Pick out each line of the records in which the word "morning" appears.

Image-grounded pointing data
· · · ·
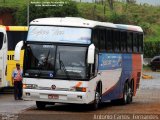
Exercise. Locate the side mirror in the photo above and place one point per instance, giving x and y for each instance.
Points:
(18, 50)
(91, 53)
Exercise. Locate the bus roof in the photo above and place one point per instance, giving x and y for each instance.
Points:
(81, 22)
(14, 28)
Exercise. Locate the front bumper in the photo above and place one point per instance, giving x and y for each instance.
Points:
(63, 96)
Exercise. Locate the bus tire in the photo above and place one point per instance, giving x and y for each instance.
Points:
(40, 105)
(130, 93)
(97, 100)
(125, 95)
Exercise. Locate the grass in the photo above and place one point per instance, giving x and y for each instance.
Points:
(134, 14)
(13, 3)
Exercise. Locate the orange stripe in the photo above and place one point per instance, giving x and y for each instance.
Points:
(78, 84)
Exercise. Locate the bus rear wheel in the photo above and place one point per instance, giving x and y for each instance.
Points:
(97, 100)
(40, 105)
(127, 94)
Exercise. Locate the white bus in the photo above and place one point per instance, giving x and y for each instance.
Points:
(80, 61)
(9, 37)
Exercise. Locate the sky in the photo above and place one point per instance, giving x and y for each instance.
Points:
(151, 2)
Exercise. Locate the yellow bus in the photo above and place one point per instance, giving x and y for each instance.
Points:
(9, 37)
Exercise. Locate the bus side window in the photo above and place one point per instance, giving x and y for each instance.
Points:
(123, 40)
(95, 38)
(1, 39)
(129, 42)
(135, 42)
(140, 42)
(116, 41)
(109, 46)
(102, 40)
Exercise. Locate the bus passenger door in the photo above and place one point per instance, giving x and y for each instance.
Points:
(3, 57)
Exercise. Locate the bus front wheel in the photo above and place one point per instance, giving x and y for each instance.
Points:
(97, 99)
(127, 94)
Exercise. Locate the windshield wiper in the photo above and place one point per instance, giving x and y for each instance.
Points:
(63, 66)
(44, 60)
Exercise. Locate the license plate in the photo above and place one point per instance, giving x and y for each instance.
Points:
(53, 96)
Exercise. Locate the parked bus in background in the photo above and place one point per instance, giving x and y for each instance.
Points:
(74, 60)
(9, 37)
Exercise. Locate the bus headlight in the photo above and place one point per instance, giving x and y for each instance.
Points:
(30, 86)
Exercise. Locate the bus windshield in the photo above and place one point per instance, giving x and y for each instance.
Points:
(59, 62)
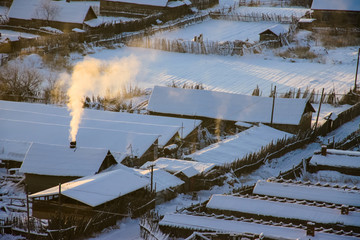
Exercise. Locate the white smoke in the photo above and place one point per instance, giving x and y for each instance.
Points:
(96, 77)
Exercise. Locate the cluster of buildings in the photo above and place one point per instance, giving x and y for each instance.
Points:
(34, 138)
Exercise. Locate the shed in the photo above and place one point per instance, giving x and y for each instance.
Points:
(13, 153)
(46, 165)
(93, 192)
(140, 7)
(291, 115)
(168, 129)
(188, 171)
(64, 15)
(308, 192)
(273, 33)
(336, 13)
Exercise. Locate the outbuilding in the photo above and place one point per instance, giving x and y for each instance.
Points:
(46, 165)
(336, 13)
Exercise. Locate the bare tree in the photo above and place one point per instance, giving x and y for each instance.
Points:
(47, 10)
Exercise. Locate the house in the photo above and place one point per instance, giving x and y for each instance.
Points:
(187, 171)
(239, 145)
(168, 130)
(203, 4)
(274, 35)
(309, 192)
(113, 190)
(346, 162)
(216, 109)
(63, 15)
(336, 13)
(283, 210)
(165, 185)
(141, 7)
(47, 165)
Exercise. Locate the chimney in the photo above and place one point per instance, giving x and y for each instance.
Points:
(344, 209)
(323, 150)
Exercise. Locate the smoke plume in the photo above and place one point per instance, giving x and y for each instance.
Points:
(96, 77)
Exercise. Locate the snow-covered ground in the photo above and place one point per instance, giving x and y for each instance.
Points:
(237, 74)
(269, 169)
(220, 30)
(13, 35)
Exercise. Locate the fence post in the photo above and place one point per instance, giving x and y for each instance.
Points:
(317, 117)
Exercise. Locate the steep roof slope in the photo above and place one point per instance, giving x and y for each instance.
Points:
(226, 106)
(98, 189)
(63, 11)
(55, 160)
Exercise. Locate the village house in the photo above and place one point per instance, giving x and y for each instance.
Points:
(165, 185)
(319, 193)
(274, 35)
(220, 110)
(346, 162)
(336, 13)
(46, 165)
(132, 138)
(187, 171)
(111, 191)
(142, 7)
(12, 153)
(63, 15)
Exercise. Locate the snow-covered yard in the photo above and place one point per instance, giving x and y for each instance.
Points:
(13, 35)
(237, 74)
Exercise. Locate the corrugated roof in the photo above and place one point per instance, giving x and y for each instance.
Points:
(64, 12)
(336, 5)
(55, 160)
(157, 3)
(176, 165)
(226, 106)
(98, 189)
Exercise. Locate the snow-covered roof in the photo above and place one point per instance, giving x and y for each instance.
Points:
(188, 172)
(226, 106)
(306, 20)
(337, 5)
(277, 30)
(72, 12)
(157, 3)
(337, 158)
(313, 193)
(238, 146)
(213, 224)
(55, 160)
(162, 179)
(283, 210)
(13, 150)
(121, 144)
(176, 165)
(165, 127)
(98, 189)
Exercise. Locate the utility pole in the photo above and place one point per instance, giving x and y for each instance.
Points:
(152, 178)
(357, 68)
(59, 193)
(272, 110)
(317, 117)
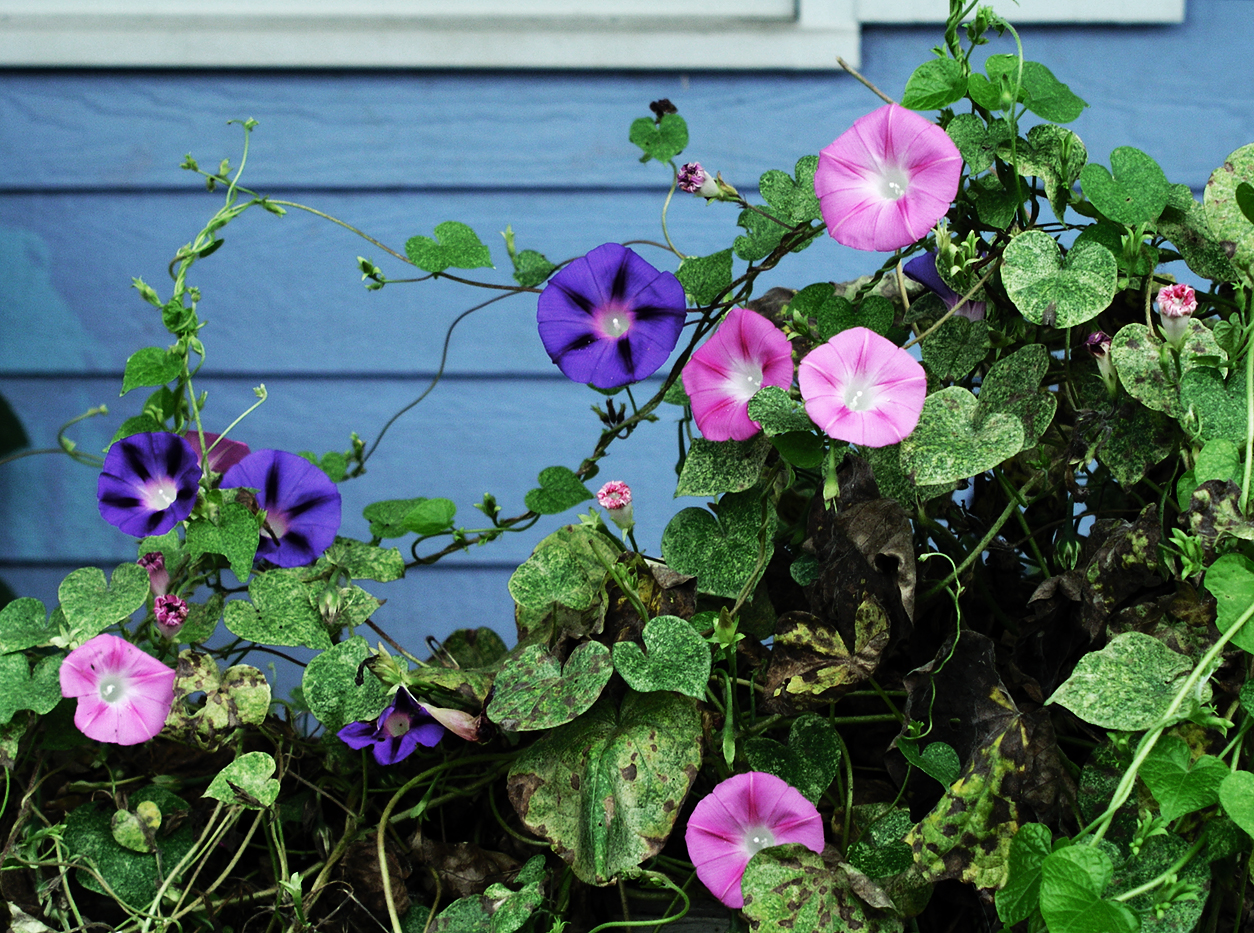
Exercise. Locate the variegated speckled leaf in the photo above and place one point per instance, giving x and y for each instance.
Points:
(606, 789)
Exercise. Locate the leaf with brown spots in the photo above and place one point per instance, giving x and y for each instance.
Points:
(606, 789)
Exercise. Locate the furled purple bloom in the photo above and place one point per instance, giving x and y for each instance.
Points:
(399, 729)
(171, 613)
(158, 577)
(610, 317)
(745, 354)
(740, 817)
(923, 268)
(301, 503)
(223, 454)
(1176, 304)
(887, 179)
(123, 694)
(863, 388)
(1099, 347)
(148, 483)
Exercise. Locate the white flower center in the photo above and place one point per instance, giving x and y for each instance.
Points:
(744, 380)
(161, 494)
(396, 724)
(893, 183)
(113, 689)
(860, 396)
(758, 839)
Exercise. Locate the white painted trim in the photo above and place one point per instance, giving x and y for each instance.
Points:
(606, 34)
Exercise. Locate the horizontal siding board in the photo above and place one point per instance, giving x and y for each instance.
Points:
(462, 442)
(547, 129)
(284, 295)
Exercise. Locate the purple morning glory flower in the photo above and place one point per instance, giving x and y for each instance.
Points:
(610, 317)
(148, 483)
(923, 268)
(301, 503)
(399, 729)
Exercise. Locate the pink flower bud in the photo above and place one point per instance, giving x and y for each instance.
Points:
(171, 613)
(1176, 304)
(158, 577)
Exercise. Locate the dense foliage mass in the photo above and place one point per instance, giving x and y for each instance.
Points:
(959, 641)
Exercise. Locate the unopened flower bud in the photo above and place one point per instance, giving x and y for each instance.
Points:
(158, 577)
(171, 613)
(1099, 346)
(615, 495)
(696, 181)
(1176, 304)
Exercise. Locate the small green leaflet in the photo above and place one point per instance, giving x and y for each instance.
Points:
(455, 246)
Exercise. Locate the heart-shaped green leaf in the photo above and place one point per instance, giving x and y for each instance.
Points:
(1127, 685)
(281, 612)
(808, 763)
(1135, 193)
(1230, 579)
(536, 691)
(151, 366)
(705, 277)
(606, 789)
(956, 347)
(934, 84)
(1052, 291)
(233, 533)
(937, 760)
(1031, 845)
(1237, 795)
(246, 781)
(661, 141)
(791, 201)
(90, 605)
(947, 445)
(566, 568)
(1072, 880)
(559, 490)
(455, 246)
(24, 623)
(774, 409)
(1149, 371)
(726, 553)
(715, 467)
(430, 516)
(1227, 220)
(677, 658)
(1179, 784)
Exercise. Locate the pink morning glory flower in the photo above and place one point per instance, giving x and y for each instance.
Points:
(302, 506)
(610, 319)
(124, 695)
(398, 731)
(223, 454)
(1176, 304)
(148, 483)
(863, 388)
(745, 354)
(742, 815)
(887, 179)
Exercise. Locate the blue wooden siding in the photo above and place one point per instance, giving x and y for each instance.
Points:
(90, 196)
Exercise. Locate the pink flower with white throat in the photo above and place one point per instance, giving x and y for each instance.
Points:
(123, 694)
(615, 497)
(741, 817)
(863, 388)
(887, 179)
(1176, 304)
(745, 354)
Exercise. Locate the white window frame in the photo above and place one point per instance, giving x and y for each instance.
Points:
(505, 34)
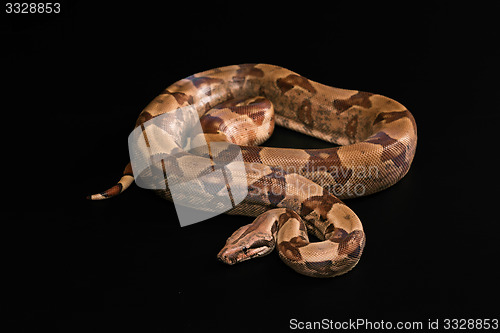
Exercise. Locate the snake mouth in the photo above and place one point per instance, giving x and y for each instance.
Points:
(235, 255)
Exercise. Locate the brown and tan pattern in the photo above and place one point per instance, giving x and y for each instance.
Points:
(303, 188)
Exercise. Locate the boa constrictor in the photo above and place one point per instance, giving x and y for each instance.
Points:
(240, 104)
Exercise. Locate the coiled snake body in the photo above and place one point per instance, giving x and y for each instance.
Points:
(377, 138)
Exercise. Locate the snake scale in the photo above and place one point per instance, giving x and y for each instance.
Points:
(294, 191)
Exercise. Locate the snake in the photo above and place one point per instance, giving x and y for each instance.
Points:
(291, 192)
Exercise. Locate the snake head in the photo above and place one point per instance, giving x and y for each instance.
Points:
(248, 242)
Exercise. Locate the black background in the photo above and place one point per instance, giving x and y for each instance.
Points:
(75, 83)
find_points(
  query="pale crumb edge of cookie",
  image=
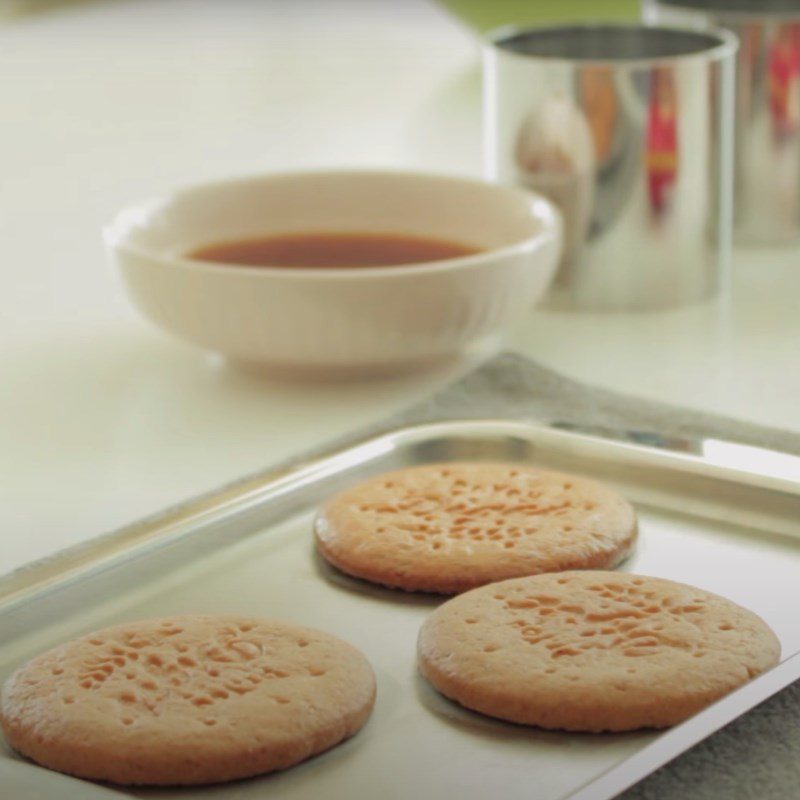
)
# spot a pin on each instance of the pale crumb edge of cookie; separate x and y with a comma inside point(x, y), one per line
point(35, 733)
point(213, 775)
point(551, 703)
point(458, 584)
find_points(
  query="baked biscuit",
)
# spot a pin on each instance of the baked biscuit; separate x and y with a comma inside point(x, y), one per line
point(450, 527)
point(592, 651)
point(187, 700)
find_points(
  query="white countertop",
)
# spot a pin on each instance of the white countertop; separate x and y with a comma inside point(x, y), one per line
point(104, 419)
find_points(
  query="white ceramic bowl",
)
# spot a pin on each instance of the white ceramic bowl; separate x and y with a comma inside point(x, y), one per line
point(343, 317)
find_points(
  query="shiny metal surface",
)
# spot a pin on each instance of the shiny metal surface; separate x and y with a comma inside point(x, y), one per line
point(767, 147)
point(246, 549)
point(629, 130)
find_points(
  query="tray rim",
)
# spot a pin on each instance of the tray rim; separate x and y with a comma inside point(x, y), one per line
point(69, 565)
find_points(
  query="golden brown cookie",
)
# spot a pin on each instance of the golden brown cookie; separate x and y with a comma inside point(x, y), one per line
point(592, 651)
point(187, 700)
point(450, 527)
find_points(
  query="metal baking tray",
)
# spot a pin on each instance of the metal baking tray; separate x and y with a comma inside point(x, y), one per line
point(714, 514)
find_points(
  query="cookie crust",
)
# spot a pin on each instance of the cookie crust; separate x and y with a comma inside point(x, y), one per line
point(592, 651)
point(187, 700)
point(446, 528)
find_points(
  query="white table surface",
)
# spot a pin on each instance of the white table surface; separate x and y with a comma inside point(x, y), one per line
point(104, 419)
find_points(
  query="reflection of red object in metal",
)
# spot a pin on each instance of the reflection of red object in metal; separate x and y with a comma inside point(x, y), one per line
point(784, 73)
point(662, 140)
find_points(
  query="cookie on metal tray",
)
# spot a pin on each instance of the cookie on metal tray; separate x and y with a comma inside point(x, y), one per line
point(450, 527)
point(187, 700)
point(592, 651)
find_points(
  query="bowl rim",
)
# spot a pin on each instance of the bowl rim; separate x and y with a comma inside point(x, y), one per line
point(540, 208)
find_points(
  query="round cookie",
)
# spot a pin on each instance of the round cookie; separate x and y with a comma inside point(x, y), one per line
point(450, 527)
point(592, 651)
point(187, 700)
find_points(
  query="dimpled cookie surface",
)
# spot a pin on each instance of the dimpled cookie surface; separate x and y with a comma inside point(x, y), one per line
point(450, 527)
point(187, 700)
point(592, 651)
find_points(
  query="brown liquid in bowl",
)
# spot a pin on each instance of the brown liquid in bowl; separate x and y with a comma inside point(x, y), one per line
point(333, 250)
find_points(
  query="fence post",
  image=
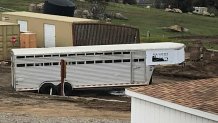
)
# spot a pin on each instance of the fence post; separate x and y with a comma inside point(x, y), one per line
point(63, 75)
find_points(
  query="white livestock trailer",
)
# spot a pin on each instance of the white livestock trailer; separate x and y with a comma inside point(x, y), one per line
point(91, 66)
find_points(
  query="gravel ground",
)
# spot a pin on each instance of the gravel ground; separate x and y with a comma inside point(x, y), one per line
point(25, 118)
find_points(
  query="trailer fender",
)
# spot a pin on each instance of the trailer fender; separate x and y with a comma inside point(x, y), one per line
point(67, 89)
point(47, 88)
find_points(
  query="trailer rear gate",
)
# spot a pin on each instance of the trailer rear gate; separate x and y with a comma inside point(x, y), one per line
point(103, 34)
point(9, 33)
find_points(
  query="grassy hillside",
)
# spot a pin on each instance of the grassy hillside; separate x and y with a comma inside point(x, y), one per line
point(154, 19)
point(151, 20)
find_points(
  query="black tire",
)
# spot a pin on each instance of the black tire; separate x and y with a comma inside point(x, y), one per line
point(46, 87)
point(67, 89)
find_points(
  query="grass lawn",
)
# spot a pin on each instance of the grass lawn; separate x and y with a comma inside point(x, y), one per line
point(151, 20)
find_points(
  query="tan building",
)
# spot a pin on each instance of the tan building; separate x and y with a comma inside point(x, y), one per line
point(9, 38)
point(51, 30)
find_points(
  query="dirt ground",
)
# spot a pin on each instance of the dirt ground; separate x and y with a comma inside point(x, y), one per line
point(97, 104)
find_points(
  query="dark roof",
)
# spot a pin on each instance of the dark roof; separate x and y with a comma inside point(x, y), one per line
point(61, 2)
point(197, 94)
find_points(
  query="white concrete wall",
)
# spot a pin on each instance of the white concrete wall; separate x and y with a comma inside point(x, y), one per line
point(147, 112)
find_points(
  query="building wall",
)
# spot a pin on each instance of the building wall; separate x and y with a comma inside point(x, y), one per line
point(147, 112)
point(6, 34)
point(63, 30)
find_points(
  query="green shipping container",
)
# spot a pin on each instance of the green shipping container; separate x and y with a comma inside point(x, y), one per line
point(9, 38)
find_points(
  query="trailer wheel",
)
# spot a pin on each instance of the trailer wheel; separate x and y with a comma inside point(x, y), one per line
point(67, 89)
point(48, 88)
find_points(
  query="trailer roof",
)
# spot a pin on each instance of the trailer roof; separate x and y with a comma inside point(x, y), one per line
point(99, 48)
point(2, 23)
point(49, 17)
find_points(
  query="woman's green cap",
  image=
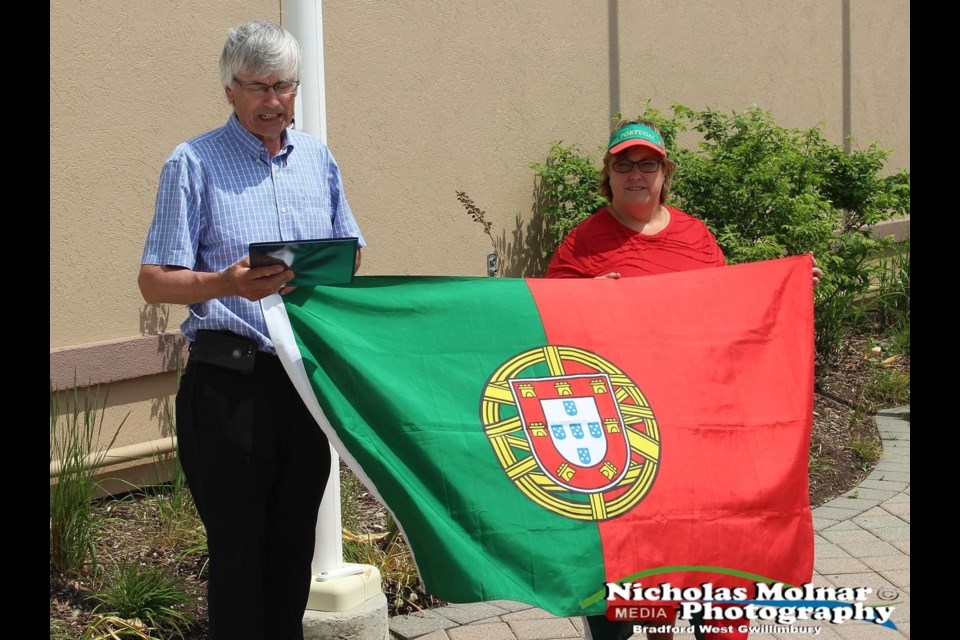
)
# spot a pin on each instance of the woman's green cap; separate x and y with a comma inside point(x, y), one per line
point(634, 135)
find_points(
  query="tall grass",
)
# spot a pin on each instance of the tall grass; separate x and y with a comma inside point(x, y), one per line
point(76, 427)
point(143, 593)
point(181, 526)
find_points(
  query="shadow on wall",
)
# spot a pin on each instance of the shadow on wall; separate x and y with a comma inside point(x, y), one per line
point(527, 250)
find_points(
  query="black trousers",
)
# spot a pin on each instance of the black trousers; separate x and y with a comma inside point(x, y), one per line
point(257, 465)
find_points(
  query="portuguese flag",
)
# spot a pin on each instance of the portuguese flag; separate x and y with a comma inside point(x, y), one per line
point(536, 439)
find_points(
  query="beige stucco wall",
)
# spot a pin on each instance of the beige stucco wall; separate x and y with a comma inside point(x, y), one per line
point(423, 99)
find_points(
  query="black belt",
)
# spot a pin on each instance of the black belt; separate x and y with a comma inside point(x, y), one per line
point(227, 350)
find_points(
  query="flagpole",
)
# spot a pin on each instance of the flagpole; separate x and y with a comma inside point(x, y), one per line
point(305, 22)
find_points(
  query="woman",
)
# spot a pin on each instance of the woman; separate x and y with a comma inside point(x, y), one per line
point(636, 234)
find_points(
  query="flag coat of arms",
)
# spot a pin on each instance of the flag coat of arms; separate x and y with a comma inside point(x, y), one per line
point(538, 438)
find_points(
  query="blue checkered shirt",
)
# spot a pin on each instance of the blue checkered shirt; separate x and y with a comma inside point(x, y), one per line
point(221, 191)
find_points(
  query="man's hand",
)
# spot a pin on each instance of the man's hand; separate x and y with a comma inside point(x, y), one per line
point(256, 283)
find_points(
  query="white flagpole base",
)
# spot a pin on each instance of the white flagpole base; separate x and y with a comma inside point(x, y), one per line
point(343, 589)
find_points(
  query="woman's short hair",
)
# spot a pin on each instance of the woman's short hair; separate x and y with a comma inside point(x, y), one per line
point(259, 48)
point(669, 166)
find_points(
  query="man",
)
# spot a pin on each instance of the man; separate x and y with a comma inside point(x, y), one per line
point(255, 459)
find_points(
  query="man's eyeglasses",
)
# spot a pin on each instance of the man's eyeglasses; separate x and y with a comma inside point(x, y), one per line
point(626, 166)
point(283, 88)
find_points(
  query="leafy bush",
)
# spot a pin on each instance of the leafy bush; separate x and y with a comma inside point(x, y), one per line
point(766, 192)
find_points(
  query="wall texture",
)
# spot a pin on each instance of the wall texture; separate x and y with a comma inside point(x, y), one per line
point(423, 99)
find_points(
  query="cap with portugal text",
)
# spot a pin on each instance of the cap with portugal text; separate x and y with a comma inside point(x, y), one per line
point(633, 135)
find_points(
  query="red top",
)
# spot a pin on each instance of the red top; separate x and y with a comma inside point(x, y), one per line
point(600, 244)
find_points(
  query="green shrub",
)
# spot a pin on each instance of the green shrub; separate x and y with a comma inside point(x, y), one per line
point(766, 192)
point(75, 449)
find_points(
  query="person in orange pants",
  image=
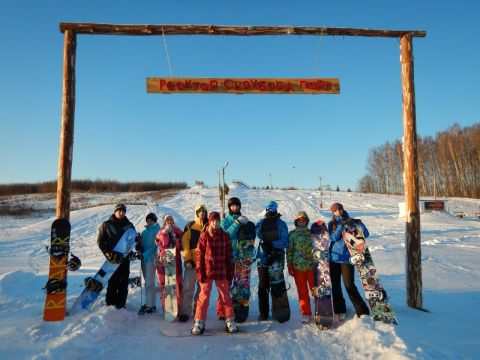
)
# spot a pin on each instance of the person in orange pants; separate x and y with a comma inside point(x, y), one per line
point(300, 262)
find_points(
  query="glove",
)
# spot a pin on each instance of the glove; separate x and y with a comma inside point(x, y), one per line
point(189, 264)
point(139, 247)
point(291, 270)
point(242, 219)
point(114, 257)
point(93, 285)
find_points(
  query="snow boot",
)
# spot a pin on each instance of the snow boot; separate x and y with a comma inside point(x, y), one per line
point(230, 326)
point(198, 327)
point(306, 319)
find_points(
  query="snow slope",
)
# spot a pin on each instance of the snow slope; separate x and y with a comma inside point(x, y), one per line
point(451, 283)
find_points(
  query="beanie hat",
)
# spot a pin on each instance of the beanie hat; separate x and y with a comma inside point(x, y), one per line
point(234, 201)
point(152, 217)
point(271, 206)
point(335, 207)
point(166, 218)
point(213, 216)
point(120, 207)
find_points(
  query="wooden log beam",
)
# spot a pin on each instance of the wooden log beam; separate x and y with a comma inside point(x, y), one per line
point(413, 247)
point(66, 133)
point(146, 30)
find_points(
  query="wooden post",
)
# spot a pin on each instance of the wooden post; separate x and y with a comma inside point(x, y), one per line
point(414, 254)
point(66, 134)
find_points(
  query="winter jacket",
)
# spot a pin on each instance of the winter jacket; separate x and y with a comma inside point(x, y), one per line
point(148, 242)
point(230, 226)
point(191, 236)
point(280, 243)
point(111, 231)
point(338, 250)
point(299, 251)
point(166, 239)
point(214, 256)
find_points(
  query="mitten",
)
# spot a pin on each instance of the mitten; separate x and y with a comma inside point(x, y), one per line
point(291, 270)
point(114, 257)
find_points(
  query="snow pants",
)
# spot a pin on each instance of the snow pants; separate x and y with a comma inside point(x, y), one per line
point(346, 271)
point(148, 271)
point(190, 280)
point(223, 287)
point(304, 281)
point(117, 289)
· · · ·
» SOLUTION TO THE PROBLEM:
Exercise. Locate the purple morning glory flower in the photo above and place one point per instance, giving x and y for each instance.
Exercise. Locate the pink morning glory flower in the photo above and place one point per instance, giving x and y for each instance.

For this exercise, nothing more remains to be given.